━━━━━ Extracted data ━━━━━

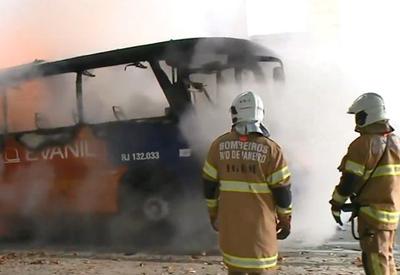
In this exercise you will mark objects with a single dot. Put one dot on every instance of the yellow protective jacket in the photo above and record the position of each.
(245, 169)
(372, 164)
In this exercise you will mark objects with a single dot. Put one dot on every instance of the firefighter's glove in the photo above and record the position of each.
(336, 210)
(214, 223)
(283, 226)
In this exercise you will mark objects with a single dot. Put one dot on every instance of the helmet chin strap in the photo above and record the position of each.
(245, 128)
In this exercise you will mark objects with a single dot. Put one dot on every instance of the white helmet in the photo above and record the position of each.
(247, 107)
(368, 108)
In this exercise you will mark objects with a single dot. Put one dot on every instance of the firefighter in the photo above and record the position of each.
(371, 178)
(247, 189)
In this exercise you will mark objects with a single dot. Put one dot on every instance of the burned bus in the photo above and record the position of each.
(124, 155)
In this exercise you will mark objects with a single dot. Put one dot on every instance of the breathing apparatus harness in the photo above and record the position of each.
(354, 206)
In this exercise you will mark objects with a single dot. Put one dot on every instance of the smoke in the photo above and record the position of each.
(346, 54)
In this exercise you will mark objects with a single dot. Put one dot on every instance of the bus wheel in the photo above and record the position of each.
(148, 201)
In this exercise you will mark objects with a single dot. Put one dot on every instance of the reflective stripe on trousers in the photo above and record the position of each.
(251, 263)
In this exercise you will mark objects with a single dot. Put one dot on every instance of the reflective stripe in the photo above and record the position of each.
(210, 170)
(381, 215)
(257, 263)
(242, 186)
(278, 176)
(354, 167)
(368, 173)
(211, 203)
(387, 170)
(284, 211)
(336, 213)
(376, 267)
(338, 198)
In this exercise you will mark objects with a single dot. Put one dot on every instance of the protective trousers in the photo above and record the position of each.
(377, 249)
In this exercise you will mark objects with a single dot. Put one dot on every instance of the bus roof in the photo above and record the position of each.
(177, 52)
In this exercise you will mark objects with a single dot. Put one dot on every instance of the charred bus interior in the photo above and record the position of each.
(122, 163)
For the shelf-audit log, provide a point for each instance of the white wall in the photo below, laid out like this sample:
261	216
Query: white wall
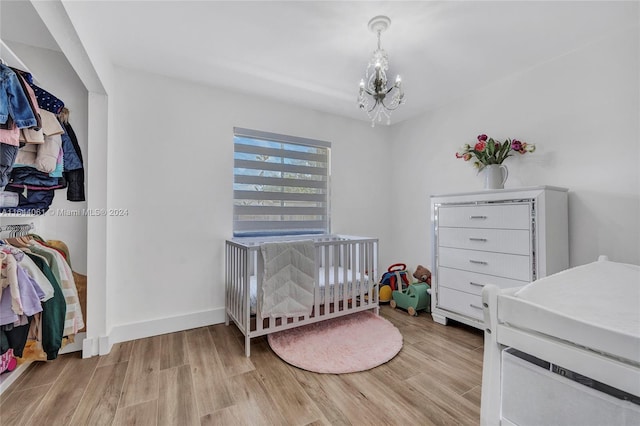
581	110
171	166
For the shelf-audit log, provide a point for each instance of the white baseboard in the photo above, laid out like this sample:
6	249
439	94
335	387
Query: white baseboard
140	330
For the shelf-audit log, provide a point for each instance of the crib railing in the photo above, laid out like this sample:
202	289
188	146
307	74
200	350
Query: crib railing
346	264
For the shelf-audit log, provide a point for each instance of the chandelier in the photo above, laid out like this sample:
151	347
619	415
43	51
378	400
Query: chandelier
375	98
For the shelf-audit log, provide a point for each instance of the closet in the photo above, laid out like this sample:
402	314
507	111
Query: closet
26	44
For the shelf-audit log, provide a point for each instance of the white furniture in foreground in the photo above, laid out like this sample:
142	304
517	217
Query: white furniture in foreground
564	350
505	237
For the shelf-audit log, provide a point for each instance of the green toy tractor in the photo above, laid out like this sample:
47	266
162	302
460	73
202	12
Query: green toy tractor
413	298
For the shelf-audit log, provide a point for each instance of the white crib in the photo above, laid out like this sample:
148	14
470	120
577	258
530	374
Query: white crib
347	264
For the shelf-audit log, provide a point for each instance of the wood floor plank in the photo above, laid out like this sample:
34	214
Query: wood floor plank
60	403
209	378
143	414
18	407
434	380
279	380
177	404
353	405
141	382
447	401
473	395
173	350
442	374
40	373
99	403
120	352
254	404
231	351
312	385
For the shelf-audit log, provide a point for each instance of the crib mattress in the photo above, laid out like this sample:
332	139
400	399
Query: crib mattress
324	294
596	306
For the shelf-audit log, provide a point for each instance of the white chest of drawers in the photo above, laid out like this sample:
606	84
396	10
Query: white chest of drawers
506	237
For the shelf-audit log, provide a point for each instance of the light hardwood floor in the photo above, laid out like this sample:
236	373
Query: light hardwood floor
201	377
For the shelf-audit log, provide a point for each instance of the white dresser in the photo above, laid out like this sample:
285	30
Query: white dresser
505	237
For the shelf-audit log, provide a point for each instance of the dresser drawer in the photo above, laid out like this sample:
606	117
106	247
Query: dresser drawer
460	302
512	266
513	241
505	216
472	282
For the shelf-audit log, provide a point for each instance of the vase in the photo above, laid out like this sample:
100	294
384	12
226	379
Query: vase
495	175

━━━━━

Your instructions:
Please copy the material starting at the line containing "of the light" and ending at the close of the material, with every request and format sample unchanged. Multiply each point coordinate in the answers by 2.4 and round it to a whole number, with halves rounded up.

Correct output:
For the shelf-audit log, provide a point for each instance of the light hardwood floor in the photo above, laid out like this sample:
236	373
Query: light hardwood floor
482	905
For the shelf-audit log, provide a point for each instance of the white dresser in the photo above, laid out like this sample:
285	30
Query: white dresser
1212	569
For the shelf-audit log, provide a point for each instance of the dresser drawer in the photo above, laid out like this sample:
606	117
106	247
Query: dresser drawer
1104	725
1229	638
1231	578
1212	518
1133	677
For the shelf-audit log, provide a point for each instance of the vase in the photo above, laid out like this sample:
100	294
384	12
226	379
Query: vase
1188	420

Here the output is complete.